#### [REQUIREMENT]
Nothing in the data below may be left out; return all of it exactly.

#### [Records excerpted from a collection]
= Beginning of Section =

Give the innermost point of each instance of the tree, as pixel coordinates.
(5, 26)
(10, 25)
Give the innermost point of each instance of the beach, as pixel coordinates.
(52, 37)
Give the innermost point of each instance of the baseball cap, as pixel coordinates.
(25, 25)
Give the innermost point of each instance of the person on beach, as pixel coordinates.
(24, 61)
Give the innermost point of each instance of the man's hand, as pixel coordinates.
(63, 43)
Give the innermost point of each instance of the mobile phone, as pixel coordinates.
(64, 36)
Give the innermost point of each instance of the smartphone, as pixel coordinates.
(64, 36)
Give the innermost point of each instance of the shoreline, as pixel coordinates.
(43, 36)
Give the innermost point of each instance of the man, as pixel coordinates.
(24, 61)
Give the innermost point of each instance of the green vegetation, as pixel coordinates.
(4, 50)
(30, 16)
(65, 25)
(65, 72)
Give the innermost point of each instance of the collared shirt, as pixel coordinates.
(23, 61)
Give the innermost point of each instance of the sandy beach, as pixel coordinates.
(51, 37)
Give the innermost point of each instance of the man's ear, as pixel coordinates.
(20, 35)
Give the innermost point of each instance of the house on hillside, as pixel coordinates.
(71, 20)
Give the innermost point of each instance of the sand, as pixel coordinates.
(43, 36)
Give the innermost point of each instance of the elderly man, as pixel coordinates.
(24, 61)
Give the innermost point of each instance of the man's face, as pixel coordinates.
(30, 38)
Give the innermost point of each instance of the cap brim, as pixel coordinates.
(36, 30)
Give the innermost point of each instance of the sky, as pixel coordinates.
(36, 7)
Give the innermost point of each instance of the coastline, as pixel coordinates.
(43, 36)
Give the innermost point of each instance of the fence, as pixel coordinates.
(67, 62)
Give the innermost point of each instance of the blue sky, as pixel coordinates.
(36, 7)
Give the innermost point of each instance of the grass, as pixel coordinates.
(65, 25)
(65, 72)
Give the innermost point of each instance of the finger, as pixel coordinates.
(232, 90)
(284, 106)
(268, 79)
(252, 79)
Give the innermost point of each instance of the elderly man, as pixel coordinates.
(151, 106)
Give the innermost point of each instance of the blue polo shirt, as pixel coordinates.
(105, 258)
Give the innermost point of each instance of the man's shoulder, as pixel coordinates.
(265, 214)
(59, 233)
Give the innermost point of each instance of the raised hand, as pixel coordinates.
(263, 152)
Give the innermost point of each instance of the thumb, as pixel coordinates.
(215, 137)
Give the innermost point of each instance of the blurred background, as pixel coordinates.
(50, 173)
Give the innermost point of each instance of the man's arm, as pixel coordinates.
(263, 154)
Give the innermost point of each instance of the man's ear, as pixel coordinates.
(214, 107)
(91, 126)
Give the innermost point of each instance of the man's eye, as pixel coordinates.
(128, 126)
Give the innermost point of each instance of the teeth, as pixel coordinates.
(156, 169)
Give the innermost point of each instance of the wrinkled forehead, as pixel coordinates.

= End of Section =

#### [TASK OUTPUT]
Give the innermost point of each instance of the tree, as pixel coordinates.
(5, 26)
(10, 25)
Give the innermost point of each instance of the beach, as pixel coordinates.
(52, 37)
Give the innermost point of each instance of the baseball cap, as pixel coordinates.
(25, 25)
Give the innermost point of each instance of the person on beach, as pixel coordinates.
(24, 61)
Give the innermost point of each instance of the man's hand, as pixel coordinates.
(63, 43)
Give the innermost point of each instance of the mobile phone, as pixel coordinates.
(64, 36)
Give the innermost point of each instance of the smartphone, as pixel coordinates.
(64, 36)
Give the innermost point of each instance of the shoreline, as pixel coordinates.
(43, 36)
Give the innermost point of each instance of the man, as pixel coordinates.
(24, 61)
Give the innermost point of each instance of the green vegetation, as pixel coordinates.
(4, 50)
(30, 16)
(65, 25)
(65, 72)
Give the innermost point of each instance of the collared shirt, as pixel coordinates.
(23, 61)
Give the innermost point of each instance of the sandy beach, as pixel coordinates.
(51, 37)
Give the innermost point of each instance of the man's ear, as pixel coordinates.
(20, 35)
Give the innermost point of each instance of the house on hillside, as pixel coordinates.
(71, 20)
Give the innermost point of each instance of the sand, as pixel coordinates.
(43, 36)
Give the innermost point of each instance of the elderly man, as pixel coordinates.
(24, 61)
Give the innermost point of each instance of the man's face, as pixel coordinates.
(30, 38)
Give the innermost point of each instance of the cap brim, as pixel coordinates.
(36, 30)
Give the innermost point of each instance of the sky, as pixel coordinates.
(36, 7)
Give the innermost point of each instance of the coastline, as pixel coordinates.
(43, 36)
Give the innermost point of each instance of the fence, as pixel coordinates.
(67, 62)
Give the innermost point of each instance of the blue sky, as pixel coordinates.
(36, 7)
Give the innermost point of each instance of the grass, as pixel coordinates.
(65, 25)
(65, 72)
Give the innermost point of each instance of the finger, as pixel coordinates.
(232, 90)
(284, 106)
(268, 79)
(252, 79)
Give the innermost point of each instance of the elderly man, as pixel coordinates.
(151, 106)
Give the innermost point of each instance of the blue polo shirt, as pixel coordinates.
(105, 258)
Give the innermost point of each instance of the man's shoulder, as pixel coordinates.
(265, 214)
(59, 233)
Give the innermost point of each instance of the raised hand, as pixel coordinates.
(263, 152)
Give the innermost point of each instance of the thumb, as pixel coordinates.
(215, 137)
Give the innermost point of each instance of the blurred background, as pixel coordinates.
(50, 173)
Give the innermost point of each instance of the man's arm, as pixel coordinates.
(263, 154)
Give the innermost point of each instance of the man's ear, as pixel coordinates.
(214, 107)
(91, 126)
Give the innermost point of each instance of the man's eye, as pixel coordinates.
(128, 126)
Give the innermost point of each instance of the teeth, as pixel coordinates.
(156, 169)
Give the innermost point of each instance of the wrinkled forehead, as pixel coordinates.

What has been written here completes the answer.